--- Begin SUPPLIED DATA ---
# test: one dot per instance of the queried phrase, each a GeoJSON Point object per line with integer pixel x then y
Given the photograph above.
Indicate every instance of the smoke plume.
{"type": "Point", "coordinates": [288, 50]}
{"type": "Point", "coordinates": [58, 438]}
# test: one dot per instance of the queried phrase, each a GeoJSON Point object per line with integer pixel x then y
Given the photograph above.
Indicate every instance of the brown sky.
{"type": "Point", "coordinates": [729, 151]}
--- End SUPPLIED DATA ---
Copy the records above verbatim, line for line.

• EXPECTED ANSWER
# test: one dot per instance of the queried phrase, each a GeoJSON Point object per line with integer pixel x then y
Given the photograph above.
Indicate every instance of the smoke plume.
{"type": "Point", "coordinates": [288, 50]}
{"type": "Point", "coordinates": [58, 438]}
# test: one dot per instance of the queried phrase, each a GeoJSON Point object per line with integer pixel x then y
Given the photograph above.
Indicate every instance of the brown sky.
{"type": "Point", "coordinates": [729, 151]}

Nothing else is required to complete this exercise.